* _Stored rows_:
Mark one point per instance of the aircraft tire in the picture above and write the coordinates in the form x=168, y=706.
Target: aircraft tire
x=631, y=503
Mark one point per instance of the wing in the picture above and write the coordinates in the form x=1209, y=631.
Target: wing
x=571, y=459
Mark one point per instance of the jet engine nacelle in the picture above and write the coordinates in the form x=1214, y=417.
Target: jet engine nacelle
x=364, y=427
...
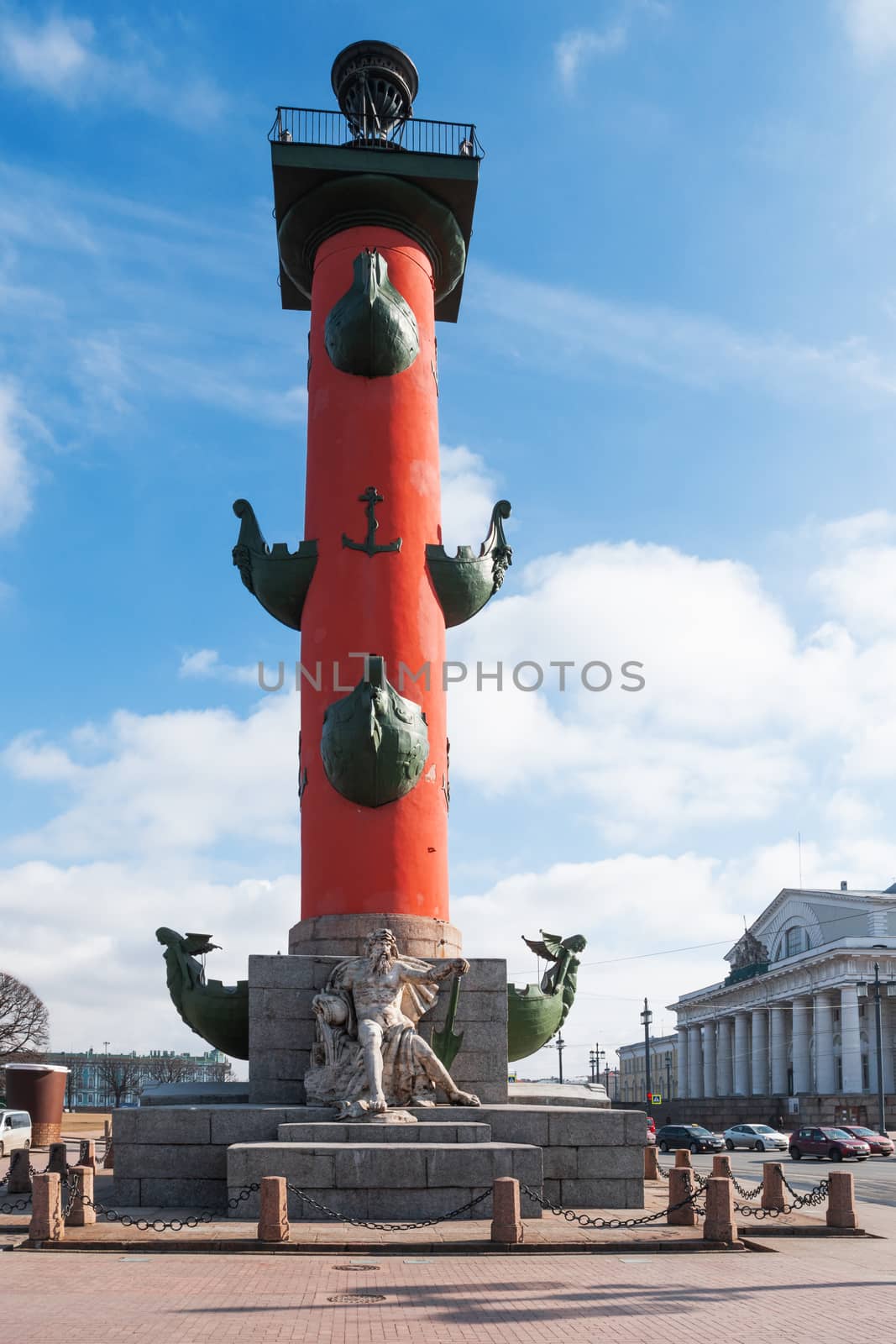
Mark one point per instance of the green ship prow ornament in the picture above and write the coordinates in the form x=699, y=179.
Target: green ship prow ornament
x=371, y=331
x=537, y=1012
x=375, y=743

* _What you are asked to do_: Echo the lines of data from the one that contains "Mark one point per instance of the jet" through the one that contains "x=364, y=427", both included, character for character and nothing else.

* _Task response_:
Mark one point per instance of the jet engine nacelle in the picture above and write the coordinates in the form x=1214, y=417.
Target: jet engine nacelle
x=364, y=427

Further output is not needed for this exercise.